Directions:
(A) In the Putin biography, when and where was Vladimir Putin born?
(B) Extract the passage of the Putin biography between "These remarks made" and "with President Putin.", inclusive.
(C) Continue the Putin biography from where it stops.

Reading passage:
_ _ _ _ _ _ _
Biography of President Vladimr Putin of the Russian Federation

President Vladimi Putin of the Russian Federation says, “I come from an ordinary family, and this is how I lived for a long time, nearly my whole life. I lived as an average, normal person and I have always maintained that connection. We lived simply, having cabbage soup, cutlets, pancakes, but on Sundays and holidays my Mom would bake very delicious stuffed buns with cabbage, meat and rice, and curd tarts.”
These remarks made by President Putin in his biolgraph strike the Korean people, and come pat on the majority of Koreans who are leading a simple life. Perhaps it does more so to President Moon Jae-in of the Republic of Korea (south) who shares many things in common with President Putin.

President Vladimir Putin of the Russian Federation

Perhaps, this is why and President Moon seemingly takes such a strong interest in the person of President Putin.
Apart from Moon's personal interest in Putin, the Korean President has an imperative mission—keeping the Korean peinsula in peace and, with conditions permitting, seeking co-prosperity with North Korea.
“I never seek reunition of the Korean peninsular until and unless it comes through peaceful means,” declares Moon.
The personal history of President Moon Jae-in is very widely known among the Korean people. However, full details of President Putin are not very widely known in Korea. Here are details of the personal history of President Putin:

Childhood: An ordinary family
Vladimir Putin was born on October 7, 1952 in Leningrad. “I come from an ordinary family, and this is how I lived for a long time, nearly my whole life. I lived as an average, normal person and I have always maintained that connection,” Mr. Putin recalls.
_ _ _ _ _ _ _
Dataset excerpt:
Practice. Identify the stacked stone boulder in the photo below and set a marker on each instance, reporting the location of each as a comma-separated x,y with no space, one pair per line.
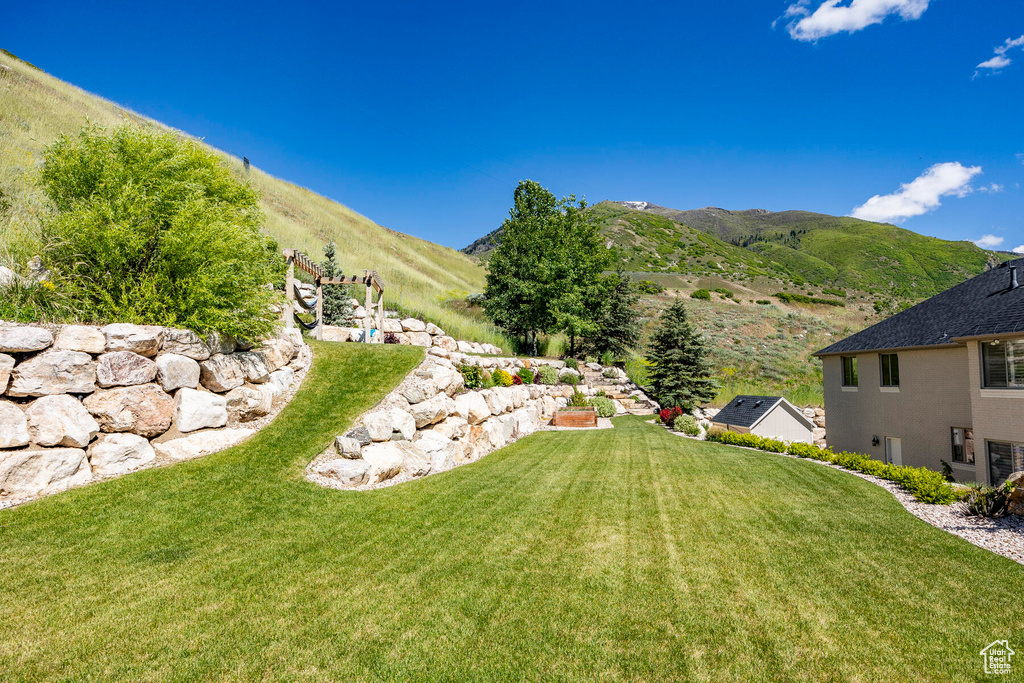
411,332
430,423
80,402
_ _ _ _ _ _ _
Responses by task:
(A) He was born on October 7, 1952, in Leningrad.

(B)
These remarks made by President Putin in his biolgraph strike the Korean people, and come pat on the majority of Koreans who are leading a simple life. Perhaps it does more so to President Moon Jae-in of the Republic of Korea (south) who shares many things in common with President Putin.

(C)
Vladimir Putin’s mother, Maria Shelomova, was a very kind, benevolent person.
“We lived simply--cabbage soup, cutlets, pancakes, but on Sundays and holidays my Mom would bake very delicious stuffed buns [pirozhki] with cabbage, meat and rice, and curd tarts [vatrushki],” Mr. Putin says.

President Vladimir Putin of the Russian Federation wirh Mrs. Putin

His mother did not approve of his decision to do judo (an Oriential self-defense art called yudo in Korean). “Every time I went to a practice session, she would grumble, ‘He’s off to his fights again.’” Things changed after Vladimir Putin’s coach visited his home and told his parents about what he did and what he achieved; the family’s attitude toward this sport changed.
“My mother baked some very delicious stuffed buns--with cabbage, meat and rice--and curd tarts,” reminisces Mr. Putin.
His father, Vladimir Spiridonovich Putin, participated in the war. In the 1950s, he worked as a security guard and later as a foreman at the carriage works.
“My father was born in St. Petersburg in 1911. When World War I began, life in St. Petersburg became hard, people were starving, so the entire family moved to Pominovo, a village in the Tver Region my grandmother came from. Incidentally, my relatives still vacation in the house where my grandparents lived. It was in Pominovo that my father met my mother, and they got married at the age of 17.”
After the war, the Putin family moved into a room in a communal apartment [kommunalka], in a typical St. Petersburg dwelling house on Baskov Lane. Vladimir Putin recalls, “It was a building with a well-like yard. Fifth floor. No elevator. Before the war [World War II], my parents occupied half of the house in Peterhof and were very proud of the living standards they had achieved then. It wasn’t really much, but it seemed like an ultimate dream to them.”

President Vladimir Putin at the inauguration ceremony

School years: A troublemaker, not a pioneer
In 1960-1968, Vladimir Putin attended Primary School No. 193 in Leningrad. After the eighth grade, he entered High School No. 281, a chemistry-focused magnet school under the aegis of a technology institute, completing his studies there in 1970.
“I was always late for my first class, so even in winter I didn’t have time to dress properly, ” recalls Putin.
From first and eighth grade, Vladimir Putin studied at School No. 193. As he recalls, he was a troublemaker, not a Pioneer.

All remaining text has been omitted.